Start of Quoted passage

By Daphne Mark
Boston University News Service
Due to claims of misinformation, racism and even insurrection, online companies like Facebook and Twitter have recently come under attack for not holding their users accountable for their posts. Social media may be a slough of misinformation, hate speech, and poorly punctuated birthday wishes from grandmas, but according to civil rights advocates, this smorgasbord of content is held together by a single flimsy law.
This law, Section 230 of the Common Decency Act, was created to protect the right to free speech online by protecting content platforms — including Facebook, Twitter, Reddit, Parler, and even wikiFeet — from taking legal responsibility for what gets posted on their sites. However, bipartisan calls for Section 230’s repeal and replacement, including 24 looming federal bills, may permanently damage how we interact online, legal experts warn.
“It’s the most important law for the internet,” Jess Miers, a law student specializing in internet law at Santa Clara University, said during a Zoom interview on Nov. 19. “It’s the free speech law of the internet.”
Miers called herself “a section 230 protégé”, and flashed her tattoo of a cursor clicking on “§230”.

Miers said Section 230 protects these companies by holding the author — and not the platform the author posted his or her content to — legally responsible.
“[Section] 230 doesn’t give any extra special gifts or any extra special privileges for free speech,” Miers said. “It just helps get to the same exact conclusion they would get to if they were launching a First Amendment defense. If I tweet something defamatory about you, you can sue me [because] I wrote the post, you can’t sue Twitter.”
Even for people familiar with libel laws, this can be confusing.
Before the internet, there were two legal categories for determining if an organization was responsible for communication conducted using their services: distributor liability and common carrier liability, Miers said.
Traditional news outlets fall into a liability framework called distributor liability. News outlets write, edit, and fact-check all of their own content pre-publication and make conscious decisions about what is posted, published, and available for their audience. Even for opinion articles — which are not always written by staff writers — the outlet must confirm the piece’s accuracy. Not only this, but the outlet is still responsible for any erroneous information included. Because these outlets are in complete control of the content they distribute, the outlet, as well as the authors, are responsible under the law for any harm caused by their negligence or malice.
“The difference is that [the news media] have the control,” Miers said. “They are the gatekeepers. They’re the ones that decide whether they’re going to publish it or not.”
This is in contrast to the second framework, common carrier liability, which is applied to organizations like telephone companies. In this case, a company bears no responsibility for any defamation that happens on its medium.

End of Quoted passage

**Objective:**
Name every content platform that the article on Section 230 lists as protected by that law.

Start of Material

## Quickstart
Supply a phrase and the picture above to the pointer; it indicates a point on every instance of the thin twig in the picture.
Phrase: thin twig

End of Material

**Task solution:**
Facebook, Twitter, Reddit, Parler, wikiFeet